# start of Data supplied

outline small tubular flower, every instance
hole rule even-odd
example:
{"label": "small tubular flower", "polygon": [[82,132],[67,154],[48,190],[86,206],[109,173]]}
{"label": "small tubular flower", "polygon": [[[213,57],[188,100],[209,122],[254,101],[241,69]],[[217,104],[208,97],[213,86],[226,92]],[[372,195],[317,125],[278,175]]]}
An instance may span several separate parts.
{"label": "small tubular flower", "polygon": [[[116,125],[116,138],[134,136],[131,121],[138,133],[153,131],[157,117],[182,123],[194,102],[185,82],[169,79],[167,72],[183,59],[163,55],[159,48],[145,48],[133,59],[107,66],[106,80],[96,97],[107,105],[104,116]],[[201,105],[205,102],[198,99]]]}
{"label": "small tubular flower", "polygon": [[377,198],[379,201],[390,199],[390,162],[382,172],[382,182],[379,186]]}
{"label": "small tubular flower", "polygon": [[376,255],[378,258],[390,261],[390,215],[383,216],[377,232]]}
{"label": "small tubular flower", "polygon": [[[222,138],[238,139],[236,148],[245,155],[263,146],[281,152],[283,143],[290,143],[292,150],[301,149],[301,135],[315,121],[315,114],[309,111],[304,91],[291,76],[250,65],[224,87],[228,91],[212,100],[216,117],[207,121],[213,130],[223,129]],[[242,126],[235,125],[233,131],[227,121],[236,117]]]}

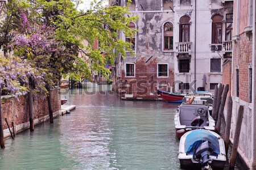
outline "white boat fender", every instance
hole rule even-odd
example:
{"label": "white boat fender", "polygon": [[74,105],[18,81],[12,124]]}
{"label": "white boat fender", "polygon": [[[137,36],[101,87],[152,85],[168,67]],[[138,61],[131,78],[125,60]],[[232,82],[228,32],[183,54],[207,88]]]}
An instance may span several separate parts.
{"label": "white boat fender", "polygon": [[176,131],[177,133],[184,133],[184,132],[185,132],[185,129],[184,129],[178,130]]}

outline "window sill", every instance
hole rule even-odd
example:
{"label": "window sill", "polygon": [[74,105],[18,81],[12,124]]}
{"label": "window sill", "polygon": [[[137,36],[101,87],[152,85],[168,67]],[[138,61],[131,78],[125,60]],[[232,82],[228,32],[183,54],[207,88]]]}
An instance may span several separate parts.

# end of Data supplied

» Prompt
Would you return the data exactly as written, without the pictures?

» Exercise response
outline small tubular flower, every instance
hole rule even-odd
example:
{"label": "small tubular flower", "polygon": [[82,132],[67,154],[48,190],[86,206],[109,173]]}
{"label": "small tubular flower", "polygon": [[[213,57],[188,100],[209,122],[254,101],[241,69]],[[217,104],[208,97],[213,86],[226,92]],[[372,195],[317,125],[278,175]]]}
An instance may span several separate parts.
{"label": "small tubular flower", "polygon": [[[116,125],[116,138],[134,136],[131,121],[138,133],[153,131],[157,117],[182,123],[194,102],[185,82],[169,79],[167,72],[183,59],[163,55],[159,48],[145,48],[133,59],[107,66],[106,80],[96,97],[107,105],[104,116]],[[201,105],[205,102],[198,99]]]}
{"label": "small tubular flower", "polygon": [[377,198],[379,201],[390,199],[390,162],[382,172],[382,182],[379,186]]}
{"label": "small tubular flower", "polygon": [[376,255],[378,258],[390,261],[390,215],[383,216],[377,232]]}
{"label": "small tubular flower", "polygon": [[[222,138],[238,139],[236,148],[245,155],[263,146],[281,152],[283,143],[290,143],[292,150],[301,149],[301,135],[315,121],[315,114],[309,111],[304,91],[291,76],[250,65],[224,87],[228,91],[212,100],[216,117],[207,121],[213,130],[223,129]],[[242,126],[235,125],[233,131],[227,121],[236,117]]]}

outline "white boat fender", every instance
hole rule even-odd
example:
{"label": "white boat fender", "polygon": [[74,105],[18,81],[12,124]]}
{"label": "white boat fender", "polygon": [[[137,36],[101,87],[152,85],[168,67]],[[138,61],[131,78],[125,60]],[[232,82],[228,32],[183,54],[207,88]]]}
An instance may span several separate parts.
{"label": "white boat fender", "polygon": [[176,131],[177,133],[184,133],[184,132],[185,132],[185,129],[184,129],[178,130]]}

outline "window sill", every instance
hole rule even-odd
example:
{"label": "window sill", "polygon": [[74,105],[18,81],[12,124]]}
{"label": "window sill", "polygon": [[[137,36],[101,87],[152,85],[168,67]],[[138,61],[131,78],[125,60]],[[232,82],[228,32],[183,54],[207,88]]]}
An instance may span several separate parts.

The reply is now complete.